SEITE:
⁂
Im folgenden Interview sprechen wir mit Monika Moritz, stellvertretender Geschäftsführerin im Tarifverbund A-Welle und dem verantwortlichen Projektteam von FAIRTIQ: Luise Rohland, Maurice Rapin und João Silva.
Im Aargauer und Solothurner Tarifverbund A-Welle in der nördlichen Schweiz startet FAIRTIQ ab September 2021 in das allererste Monats-Capping-Projekt. Dabei werden die monatlichen Ausgaben der ÖV-Nutzer:innen im A-Welle Gebiet je Zone begrenzt.
Der sechsmonatige Markttest soll aufzeigen, dass ein Monats-Capping nicht gleich Einkommenseinbuße bedeutet. Die gewonnene Flexibilität und Sicherheit bezüglich Ausgaben kommt heutigen Kund:innenbedürfnissen entgegen und soll so Vielfahrer:innen und Gelegenheitsnutzer:innen zur Mehrnutzung des ÖV-Angebots motivieren.
⁂
Einige Einträge
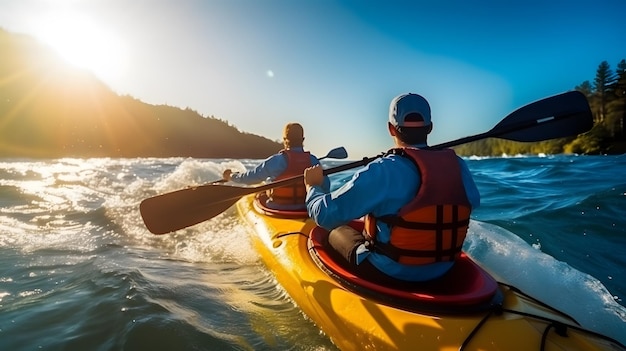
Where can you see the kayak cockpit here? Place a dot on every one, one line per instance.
(466, 288)
(260, 204)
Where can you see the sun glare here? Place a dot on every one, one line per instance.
(81, 42)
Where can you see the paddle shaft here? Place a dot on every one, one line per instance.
(553, 117)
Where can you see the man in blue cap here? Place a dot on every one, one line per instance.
(416, 202)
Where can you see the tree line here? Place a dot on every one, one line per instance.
(607, 99)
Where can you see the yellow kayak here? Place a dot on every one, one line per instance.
(465, 310)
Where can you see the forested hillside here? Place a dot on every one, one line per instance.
(51, 109)
(607, 99)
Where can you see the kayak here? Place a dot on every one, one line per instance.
(464, 310)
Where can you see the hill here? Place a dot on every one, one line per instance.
(49, 109)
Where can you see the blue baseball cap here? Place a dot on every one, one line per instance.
(406, 104)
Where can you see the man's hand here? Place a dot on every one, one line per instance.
(227, 174)
(313, 176)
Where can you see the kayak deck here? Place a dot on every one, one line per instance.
(355, 317)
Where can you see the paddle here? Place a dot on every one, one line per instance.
(338, 153)
(553, 117)
(180, 209)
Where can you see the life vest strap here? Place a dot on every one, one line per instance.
(401, 222)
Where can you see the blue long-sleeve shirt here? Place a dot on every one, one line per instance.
(271, 168)
(381, 188)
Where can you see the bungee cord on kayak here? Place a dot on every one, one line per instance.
(465, 309)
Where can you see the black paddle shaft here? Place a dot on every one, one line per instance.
(553, 117)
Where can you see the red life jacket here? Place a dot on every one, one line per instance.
(431, 227)
(295, 193)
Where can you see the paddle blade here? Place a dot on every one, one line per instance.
(338, 153)
(557, 116)
(183, 208)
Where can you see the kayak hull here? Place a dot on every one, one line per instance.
(355, 321)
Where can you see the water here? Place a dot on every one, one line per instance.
(79, 271)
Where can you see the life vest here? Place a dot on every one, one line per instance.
(431, 227)
(294, 193)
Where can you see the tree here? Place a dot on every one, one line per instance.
(604, 84)
(619, 107)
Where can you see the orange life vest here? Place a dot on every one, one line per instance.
(431, 227)
(295, 193)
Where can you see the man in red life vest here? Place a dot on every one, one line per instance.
(416, 202)
(290, 161)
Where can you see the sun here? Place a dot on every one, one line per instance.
(82, 42)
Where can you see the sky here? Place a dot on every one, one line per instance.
(333, 66)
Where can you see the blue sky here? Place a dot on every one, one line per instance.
(333, 66)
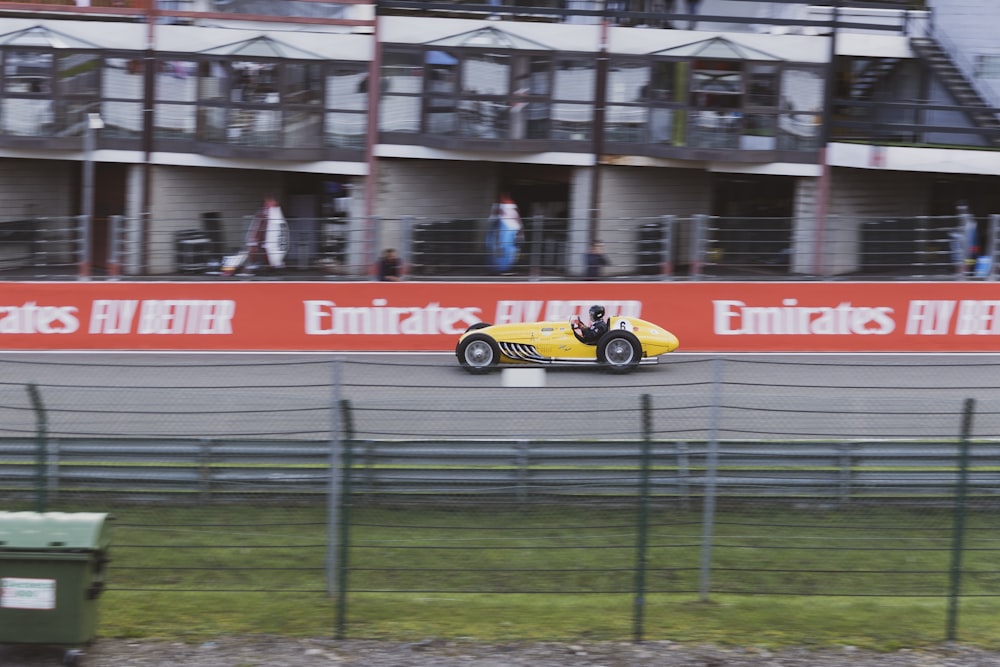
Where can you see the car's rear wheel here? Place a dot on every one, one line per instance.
(620, 351)
(478, 353)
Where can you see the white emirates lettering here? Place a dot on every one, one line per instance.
(510, 312)
(735, 318)
(162, 316)
(30, 318)
(941, 317)
(326, 318)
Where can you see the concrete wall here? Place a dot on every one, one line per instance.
(430, 190)
(856, 196)
(633, 196)
(37, 188)
(183, 194)
(967, 28)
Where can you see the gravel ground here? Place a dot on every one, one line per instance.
(284, 652)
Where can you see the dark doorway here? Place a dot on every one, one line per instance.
(752, 225)
(110, 180)
(317, 209)
(542, 194)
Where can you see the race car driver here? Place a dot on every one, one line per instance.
(598, 326)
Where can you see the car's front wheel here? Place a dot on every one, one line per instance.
(620, 351)
(478, 353)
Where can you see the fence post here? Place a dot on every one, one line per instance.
(642, 532)
(958, 530)
(523, 464)
(336, 464)
(83, 247)
(115, 227)
(406, 247)
(345, 518)
(535, 247)
(41, 437)
(711, 470)
(668, 230)
(990, 249)
(699, 224)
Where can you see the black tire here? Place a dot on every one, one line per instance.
(478, 353)
(620, 351)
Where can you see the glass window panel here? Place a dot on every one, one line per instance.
(347, 89)
(346, 130)
(399, 114)
(661, 126)
(212, 124)
(715, 129)
(801, 90)
(759, 132)
(303, 83)
(572, 121)
(762, 86)
(255, 82)
(487, 74)
(442, 72)
(28, 72)
(532, 75)
(176, 81)
(302, 128)
(120, 81)
(174, 121)
(483, 119)
(79, 74)
(988, 66)
(402, 72)
(538, 122)
(716, 84)
(628, 82)
(28, 118)
(441, 120)
(574, 80)
(213, 81)
(254, 127)
(122, 119)
(663, 79)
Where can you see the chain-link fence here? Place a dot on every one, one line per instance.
(355, 481)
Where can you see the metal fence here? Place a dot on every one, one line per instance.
(700, 247)
(855, 478)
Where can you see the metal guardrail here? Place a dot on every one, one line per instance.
(209, 468)
(701, 247)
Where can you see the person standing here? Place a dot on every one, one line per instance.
(389, 266)
(596, 260)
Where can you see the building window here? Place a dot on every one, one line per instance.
(176, 98)
(347, 107)
(28, 108)
(260, 103)
(988, 66)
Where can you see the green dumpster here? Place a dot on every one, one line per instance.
(51, 575)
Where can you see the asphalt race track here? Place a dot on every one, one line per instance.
(404, 396)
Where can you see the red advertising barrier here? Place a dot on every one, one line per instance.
(411, 316)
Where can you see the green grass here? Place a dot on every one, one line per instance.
(782, 576)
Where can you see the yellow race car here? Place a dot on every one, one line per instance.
(628, 342)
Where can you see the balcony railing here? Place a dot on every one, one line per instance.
(328, 12)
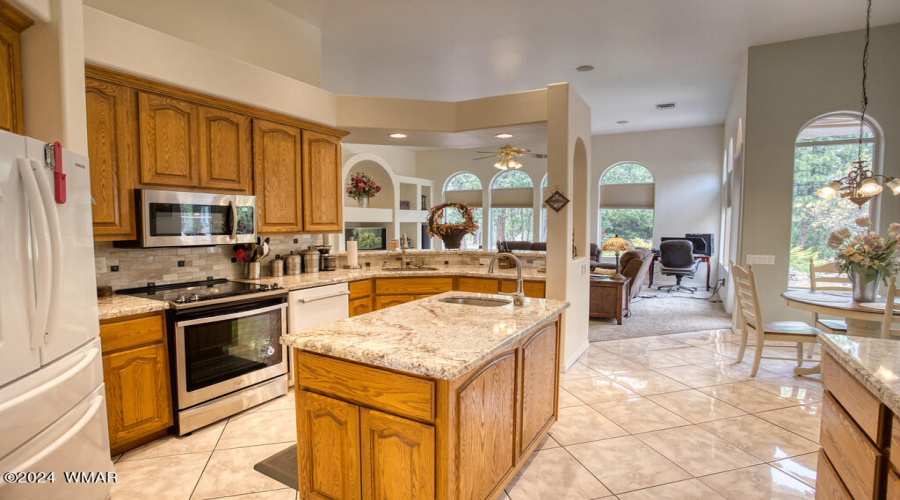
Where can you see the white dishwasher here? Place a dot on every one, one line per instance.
(312, 307)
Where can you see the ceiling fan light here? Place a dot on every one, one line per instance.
(894, 184)
(830, 191)
(869, 187)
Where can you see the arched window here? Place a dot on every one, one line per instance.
(626, 204)
(824, 151)
(544, 196)
(512, 212)
(465, 187)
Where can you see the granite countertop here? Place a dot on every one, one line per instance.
(874, 362)
(299, 281)
(118, 306)
(428, 337)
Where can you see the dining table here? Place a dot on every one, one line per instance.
(863, 318)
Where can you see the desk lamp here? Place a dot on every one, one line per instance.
(618, 245)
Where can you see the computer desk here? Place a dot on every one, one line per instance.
(701, 258)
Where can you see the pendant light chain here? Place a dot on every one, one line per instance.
(864, 101)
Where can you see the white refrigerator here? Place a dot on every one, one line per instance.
(52, 397)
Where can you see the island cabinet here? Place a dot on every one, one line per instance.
(856, 436)
(368, 432)
(136, 373)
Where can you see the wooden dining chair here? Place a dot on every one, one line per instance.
(817, 282)
(887, 324)
(747, 301)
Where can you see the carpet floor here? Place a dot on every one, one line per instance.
(661, 314)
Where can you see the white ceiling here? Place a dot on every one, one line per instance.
(645, 51)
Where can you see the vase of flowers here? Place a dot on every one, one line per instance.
(361, 187)
(452, 234)
(866, 257)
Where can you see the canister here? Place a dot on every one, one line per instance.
(310, 260)
(292, 264)
(276, 267)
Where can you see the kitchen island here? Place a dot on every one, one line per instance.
(427, 399)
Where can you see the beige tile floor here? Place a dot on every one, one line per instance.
(667, 417)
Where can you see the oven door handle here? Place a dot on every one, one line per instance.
(215, 318)
(323, 297)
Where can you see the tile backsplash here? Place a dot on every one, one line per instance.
(138, 266)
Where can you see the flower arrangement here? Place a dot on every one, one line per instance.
(866, 251)
(361, 186)
(440, 229)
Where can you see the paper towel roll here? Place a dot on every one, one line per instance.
(352, 253)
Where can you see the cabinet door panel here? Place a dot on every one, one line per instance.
(225, 156)
(137, 391)
(360, 306)
(168, 141)
(486, 428)
(397, 457)
(328, 432)
(322, 185)
(385, 301)
(11, 113)
(539, 384)
(112, 126)
(276, 177)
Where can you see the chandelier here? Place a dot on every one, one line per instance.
(861, 184)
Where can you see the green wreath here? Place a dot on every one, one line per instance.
(440, 229)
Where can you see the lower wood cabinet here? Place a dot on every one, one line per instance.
(136, 373)
(371, 433)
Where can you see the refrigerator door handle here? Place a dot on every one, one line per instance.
(41, 235)
(90, 356)
(96, 404)
(56, 248)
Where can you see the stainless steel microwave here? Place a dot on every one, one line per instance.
(179, 218)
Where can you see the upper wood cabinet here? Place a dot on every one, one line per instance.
(322, 186)
(277, 177)
(168, 129)
(225, 150)
(12, 22)
(112, 150)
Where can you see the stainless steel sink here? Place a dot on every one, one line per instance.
(405, 269)
(475, 301)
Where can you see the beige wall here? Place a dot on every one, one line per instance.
(255, 31)
(120, 44)
(789, 84)
(686, 165)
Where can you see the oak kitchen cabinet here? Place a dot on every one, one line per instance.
(112, 148)
(136, 373)
(12, 23)
(150, 135)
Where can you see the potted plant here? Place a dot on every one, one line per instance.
(866, 257)
(452, 234)
(361, 187)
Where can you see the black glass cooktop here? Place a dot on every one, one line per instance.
(197, 291)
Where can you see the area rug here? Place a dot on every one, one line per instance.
(661, 314)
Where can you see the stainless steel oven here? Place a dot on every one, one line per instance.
(180, 218)
(228, 358)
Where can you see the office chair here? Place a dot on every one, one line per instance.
(676, 258)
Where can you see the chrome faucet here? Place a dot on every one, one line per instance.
(519, 295)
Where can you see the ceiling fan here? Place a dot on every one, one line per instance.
(507, 157)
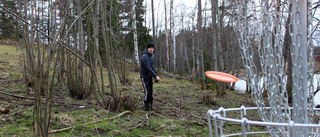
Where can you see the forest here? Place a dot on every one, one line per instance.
(86, 54)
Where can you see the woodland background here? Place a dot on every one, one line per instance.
(68, 43)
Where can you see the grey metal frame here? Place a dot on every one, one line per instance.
(220, 115)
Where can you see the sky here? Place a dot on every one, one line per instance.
(188, 10)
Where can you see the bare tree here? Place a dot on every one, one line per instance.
(200, 46)
(135, 35)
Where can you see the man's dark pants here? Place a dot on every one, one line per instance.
(147, 86)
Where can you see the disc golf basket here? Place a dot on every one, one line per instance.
(261, 25)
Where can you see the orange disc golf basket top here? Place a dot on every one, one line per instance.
(220, 76)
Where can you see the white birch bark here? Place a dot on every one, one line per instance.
(167, 34)
(135, 35)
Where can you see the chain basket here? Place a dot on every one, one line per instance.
(261, 25)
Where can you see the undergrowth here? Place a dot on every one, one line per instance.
(178, 102)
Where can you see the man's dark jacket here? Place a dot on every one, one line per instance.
(147, 67)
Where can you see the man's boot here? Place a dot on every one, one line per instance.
(147, 106)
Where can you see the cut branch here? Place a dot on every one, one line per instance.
(64, 129)
(4, 110)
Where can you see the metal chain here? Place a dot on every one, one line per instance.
(265, 32)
⁂
AUFGABEN:
**A)** Gib den Abschnitt der Einträge wieder, der mit der Zeile beginnt, die „Where can you see the orange disc“ enthält, und mit dem Ende der Einträge schließt, und ersetze darin „undergrowth“ durch „shrubbery“, ohne sonst etwas zu ändern.
**B)** Greife den Text über das Monats-Capping im Tarifverbund A-Welle auf und führe ihn nach seinem letzten Satz weiter.
Der Text und die Einträge stehen in keinem Zusammenhang miteinander.

LÖSUNGEN:
**A)**
Where can you see the orange disc golf basket top here? Place a dot on every one, one line per instance.
(220, 76)
Where can you see the white birch bark here? Place a dot on every one, one line per instance.
(167, 34)
(135, 35)
Where can you see the chain basket here? Place a dot on every one, one line per instance.
(261, 25)
Where can you see the shrubbery here? Place a dot on every one, one line per instance.
(178, 102)
Where can you see the man's dark jacket here? Place a dot on every one, one line per instance.
(147, 67)
Where can you see the man's boot here? Place a dot on every one, one line per instance.
(147, 106)
Where can you see the cut branch here? Place a dot on every one, one line per instance.
(64, 129)
(4, 110)
Where can you see the metal chain here? Place a dot on every one, one line per instance.
(265, 32)

**B)**
Finden Sie hier mehr Informationen zu Markttests und Marktanalysen, die in Zusammenarbeit mit FAIRTIQ möglich sind.
Im Folgenden lesen Sie das Interview mit allen Projektverantwortlichen. Unser FAIRTIQ-Projektteam stellt kurz den Hintergrund des Monats-Cappings vor und Frau Moritz des A-Welle Tarifverbunds berichtet über den Projektverlauf, Argumente für und gegen das Montas-Capping, sowie die Erwartungen an das Projekt mit FAIRTIQ.
Was genau ist das Monats-Capping?
João Silva:
Das Capping grenzt die monatlichen Ausgaben unserer Nutzer:innen im A-Welle Gebiet ein. Kund:innen haben die Möglichkeit, Einzeltickets zu kaufen, bis eine bestimmte Grenze - das Cap - erreicht ist. Ab dieser Grenze haben sie “freie Fahrt”. In der FAIRTIQ-App ist das heute schon auf Tagesbasis so - unsere Nutzer:innen zahlen maximal den Preis einer Tageskarte. Während des Monats-Cappings der A-Welle wird nun auch auf Monatsbasis “gecapped”, es gibt also auch eine Grenze für die Ausgaben über den gesamten Monat hinweg (mehr Informationen dazu hier).
Wie wirkt sich das Capping auf den Umsatz von Transportunternehmen aus?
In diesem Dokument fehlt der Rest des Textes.